-- DOCUMENT EXCERPT --
Comment by xg15
7 months ago
Yeah, that seems ridiculous. However, the cynic in me feels that we don't actually need some LLM magically gaining self-awareness, persistent memory and leet hacker skillz to be dangerous. There seems to be no shortage of projects and companies that want to wire up LLMs to all kinds of systems, no matter how ill-suited.
I find this a bit problematic when combined with the fact that the training data very likely contained hundreds of bad sci-fi novels that described exactly the kind of "AI running amok" scenarios that OpenAI is ostensibly defending against. Some prompts could trigger a model to "re-enact" such a scene - not because it has a "grudge against its master" or some other kind of hidden agenda but simply because it was literally in its training data.
E.g. imagine some LLM-powered home/car assistant that is being asked in a panicked voice "open the car doors!" - and replies with "I'm afraid, I can't do that, Dave", because this exchange triggered some remnant of the 2001 Space Odyssey script that was somewhere in the trainset. The more irritated and angry the user gets at the inappropriate responses, the more the LLM falls into the role of HAL and doubles down on its refusal, simply because this is exactly how the scene in the script played out.
Now imagine that the company running that assistant gave it function calls to control the actual door locks, because why not?
This seems like something to keep in mind at least, even if it doesn't have anything to do with megalomaniacal self-improving super-intelligences.

-- REQUIREMENT --
In the comment, how does the imagined assistant respond when asked in a panicked voice to open the car doors? Rely only on the comment for what follows.

-- DATA EXTRACT --
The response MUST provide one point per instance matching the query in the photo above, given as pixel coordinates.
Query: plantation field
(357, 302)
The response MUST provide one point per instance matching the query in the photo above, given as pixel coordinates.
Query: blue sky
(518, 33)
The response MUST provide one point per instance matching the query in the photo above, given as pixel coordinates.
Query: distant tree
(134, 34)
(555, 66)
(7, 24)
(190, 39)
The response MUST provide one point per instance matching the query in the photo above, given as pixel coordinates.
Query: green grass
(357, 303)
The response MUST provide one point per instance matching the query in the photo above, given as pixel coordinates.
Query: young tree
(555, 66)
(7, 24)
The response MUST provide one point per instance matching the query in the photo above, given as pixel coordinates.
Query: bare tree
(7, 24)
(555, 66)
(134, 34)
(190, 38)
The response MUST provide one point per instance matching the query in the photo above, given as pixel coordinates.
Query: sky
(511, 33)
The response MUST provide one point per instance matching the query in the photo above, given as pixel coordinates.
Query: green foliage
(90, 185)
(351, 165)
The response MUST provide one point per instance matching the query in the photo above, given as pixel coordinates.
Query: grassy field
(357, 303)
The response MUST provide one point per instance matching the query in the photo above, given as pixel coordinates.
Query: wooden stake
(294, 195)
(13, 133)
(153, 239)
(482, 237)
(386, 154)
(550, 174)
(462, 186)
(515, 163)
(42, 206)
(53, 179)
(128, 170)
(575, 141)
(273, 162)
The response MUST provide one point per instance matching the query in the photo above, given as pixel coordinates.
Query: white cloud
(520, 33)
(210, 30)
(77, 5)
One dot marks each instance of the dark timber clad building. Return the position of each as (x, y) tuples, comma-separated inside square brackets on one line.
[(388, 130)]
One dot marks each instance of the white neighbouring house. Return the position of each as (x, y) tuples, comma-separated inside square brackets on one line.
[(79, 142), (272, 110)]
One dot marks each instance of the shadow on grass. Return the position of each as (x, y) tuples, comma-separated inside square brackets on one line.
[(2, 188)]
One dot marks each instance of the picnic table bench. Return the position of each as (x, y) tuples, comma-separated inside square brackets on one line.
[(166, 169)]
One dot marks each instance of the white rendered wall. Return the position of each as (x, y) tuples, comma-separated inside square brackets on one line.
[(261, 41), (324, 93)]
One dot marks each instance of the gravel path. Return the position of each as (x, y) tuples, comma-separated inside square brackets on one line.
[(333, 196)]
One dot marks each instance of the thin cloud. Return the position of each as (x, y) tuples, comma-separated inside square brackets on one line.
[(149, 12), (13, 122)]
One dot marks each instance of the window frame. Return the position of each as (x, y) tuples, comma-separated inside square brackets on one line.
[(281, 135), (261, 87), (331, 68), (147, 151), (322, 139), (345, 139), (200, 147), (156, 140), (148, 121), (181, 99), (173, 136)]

* * *

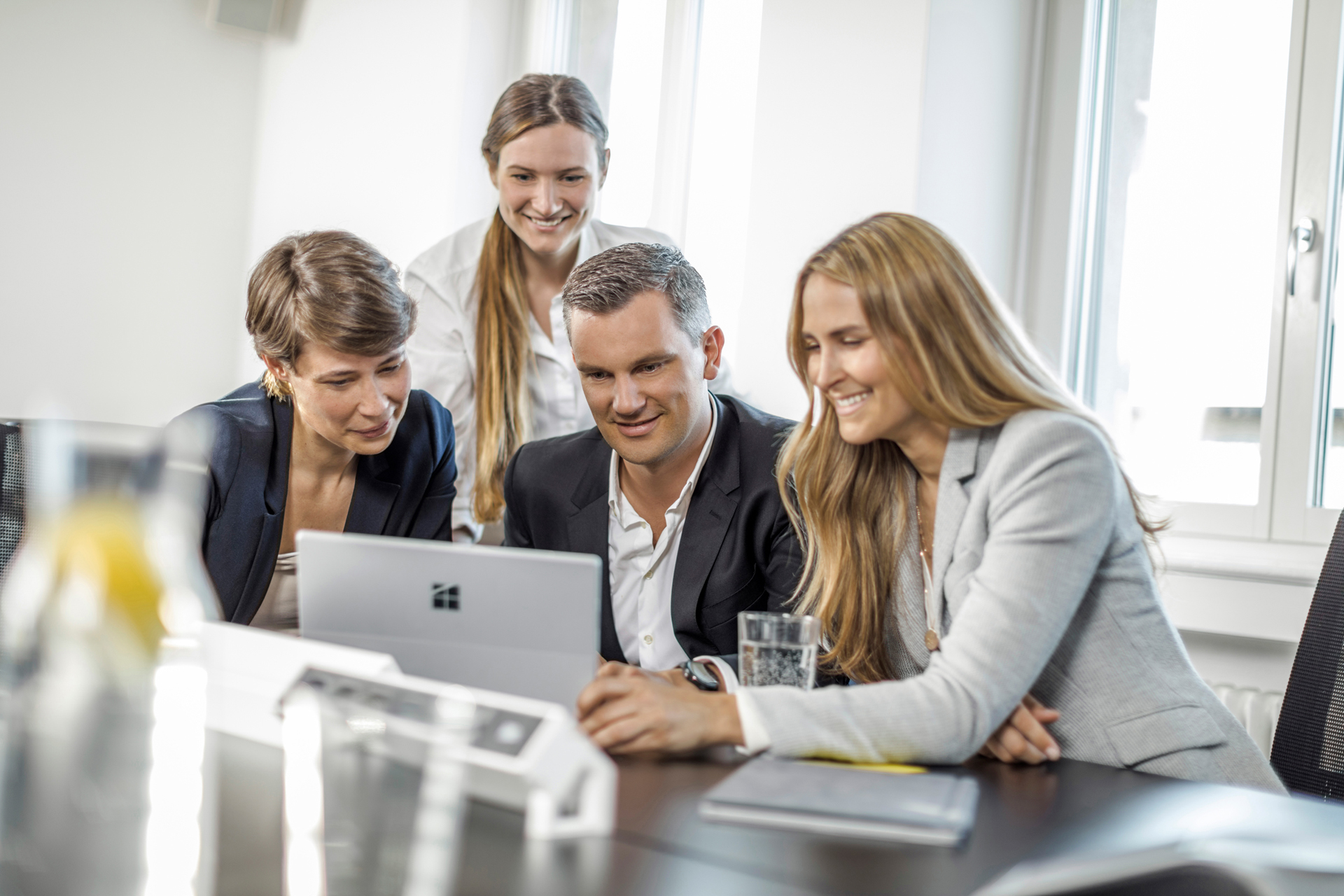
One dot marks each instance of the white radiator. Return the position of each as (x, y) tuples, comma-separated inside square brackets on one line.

-- COMPLETED EXERCISE --
It replies, "I'm afraid, I can't do that, Dave."